### Tarefa A:
Reproduza fielmente a parte do texto sobre a agenda do novo governo que vai de "A questão das" até "da opinião pública.", incluindo essas palavras.
### Tarefa B:
Dê continuidade ao texto sobre a agenda do novo governo a partir da última frase apresentada.

### Trecho do texto:
■ ■ ■ ■ ■ ■ ■

Governo em construção: agenda - Transição de Poder - Hold

Governo em construção: agenda

Capítulo nº 6

Aos poucos, a equipe de transição vai dando forma à agenda do novo governo. Ela norteará as ações do presidente eleito ao longo dos próximos anos. Por se tratar de uma obra em construção, os vaivéns de Bolsonaro em torno de diversos temas podem ser considerados normais.

Economia - a equipe econômica está no centro das atenções do novo governo. Paulo Guedes, com seu estilo forte e muitas vezes polêmico, montou um time compacto. Destaque-se aqui o nome de Joaquim Levy, cuja indicação para o BNDES foi bem recebida pelo mercado.

Problemas não faltam, porém. O mais visível deles é a reforma da Previdência. Não se sabe ainda qual proposta irá a voto, nem quando. Um projeto que agrada ao mercado é o do economista Armínio Fraga. Em linhas gerais, ele propõe a criação de uma renda mínima para idosos, o estabelecimento da Previdência dos militares e a equiparação dos regimes público e privado em cerca de dez anos. Uma proposta mais ousada que a do governo Temer. O apoio político a ela é no mínimo incerto.

A questão das estatais também é outra incógnita. O destino da Eletrobrás segue em aberto, com Bolsonaro sinalizando que manterá a empresa do jeito que está. Já a Petrobras, em plena fase de recuperação, poderá ser comandado por um militar, algo que não ocorre desde os anos setenta. Uma mudança de rumos relevante.

Por fim, os bancos estatais deverão sofrer mudanças importantes. Além de mudanças nos postos de comando, fala-se em passar um "pente fino" nos cargos comissionados do Banco do Brasil e da Caixa Econômica Federal, para se afastar indicados ligados ao PT e ao MDB. O impacto financeiro da medida pode ser limitado, mas teria a função de angariar o apoio de boa parte da opinião pública.

Política externa - historicamente, e apesar do corpo diplomático altamente qualificado, a política externa teve menor relevância na cena nacional. O processo de transição em curso indica que alguma mudança está ocorrendo.

■ ■ ■ ■ ■ ■ ■

### Trecho da fonte:
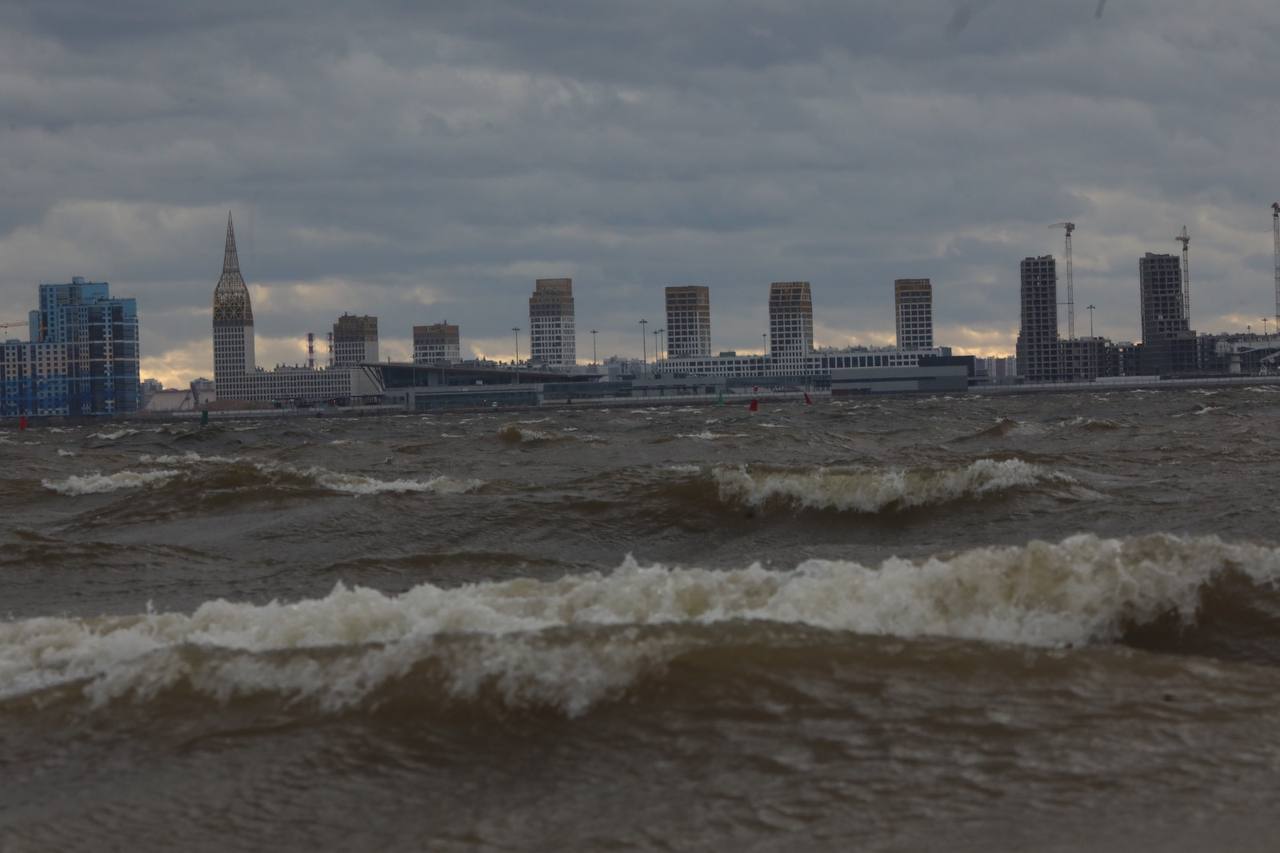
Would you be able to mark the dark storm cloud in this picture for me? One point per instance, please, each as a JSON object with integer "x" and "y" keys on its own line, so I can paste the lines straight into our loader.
{"x": 421, "y": 162}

■ ■ ■ ■ ■ ■ ■

### Resultado A:
A questão das estatais também é outra incógnita. O destino da Eletrobrás segue em aberto, com Bolsonaro sinalizando que manterá a empresa do jeito que está. Já a Petrobras, em plena fase de recuperação, poderá ser comandado por um militar, algo que não ocorre desde os anos setenta. Uma mudança de rumos relevante.

Por fim, os bancos estatais deverão sofrer mudanças importantes. Além de mudanças nos postos de comando, fala-se em passar um "pente fino" nos cargos comissionados do Banco do Brasil e da Caixa Econômica Federal, para se afastar indicados ligados ao PT e ao MDB. O impacto financeiro da medida pode ser limitado, mas teria a função de angariar o apoio de boa parte da opinião pública.

### Resultado B:
Polêmicas pipocaram de imediato. Proposta de mudança da embaixada de Israel para Jerusalém, o que desagradou aos árabes; declarações acerca do papel do Mercosul; críticas da China ao estilo "Trump tropical" de Bolsonaro; discussão pública com a Noruega acerca da política ambiental e da proteção à Amazônia. Em poucos dias, o Brasil viu-se envolvido em embates pouco usuais.

A normalidade nesse front retornará, é claro. Acordos bilaterais deverão ser encaminhados e o Brasil se reaproximará das economias centrais. Mas o novo titular do Itamaraty, que deverá ser ideológica e programaticamente próximo do novo presidente, precisará ter capacidade extrema de negociação e pacificação.

Área social - os críticos e adversários do governo eleito veem com apreensão a área social a partir de 2019. Não se sabe, de fato, o que acontecerá com políticas públicas que foram implementadas (com sucesso) desde o início do século. Bolsa-Família, Minha Casa Minha Vida, Luz para Todos e outros estão em compasso de espera. Por ora, o discurso de Bolsonaro é conciliador e de manutenção de vários desses programas. Seu eleitorado, no entanto, votou nele em parte para que se revisassem esses programas, inclusive com a extinção de muitos deles. Esperam-se ruídos nessa área.

Agricultura e meio ambiente - a nomeação da deputada Teresa Cristina para a Agricultura é claro indicativo do peso que o setor terá no governo Bolsonaro. Coordenadora da Frente Parlamentar Ruralista, ela certamente dará atenção às demandas dos produtores rurais e do agronegócio.

Por outro lado, a ideia inicial do presidente eleito de fundir as pastas da Agricultura e Meio Ambiente mostra que essa última terá menor espaço nas negociações. Dada essa realidade, embates entre o setor agrícola e os ambientalistas serão praticamente inevitáveis.

Infraestrutura - o presidente eleito recebeu de seus colaboradores a sugestão de criar um superministério da Infraestrutura. A medida não é consensual e a pasta de Minas e Energia pediu para ficar fora do novo modelo.

Integrariam esse novo ministério os setores de transportes, mobilidade urbana, saneamento, energia, petróleo, gás, mineração e telecomunicações.

O problema básico desse desenho está no fato de concentrar muito poder nas mãos de um só ministro. Ele teria dificuldades materiais e políticas de tocar a superpasta com um mínimo de eficiência.

Considerações finais - dos quinze ministérios inicialmente previstos por Bolsonaro, fala-se agora em dezoito ou dezenove. A configuração final do primeiro escalão dependerá, em larga medida, do desenho da coalizão governista.

É de se notar, nesta análise, que pastas como Saúde, Educação e Trabalho ficaram de fora do debate. Por serem áreas sensíveis, com mais visibilidade junto à opinião pública, com orçamentos elevados, com interação e influência direta junto aos governos estaduais e municipais e por pertencerem historicamente a determinados partidos políticos, a equipe de transição e o presidente eleito deverão sofrer pressão além da conta para negociar as nomeações para os cargos desses ministérios. A agenda dessas pastas sequer começou a ser desenhada.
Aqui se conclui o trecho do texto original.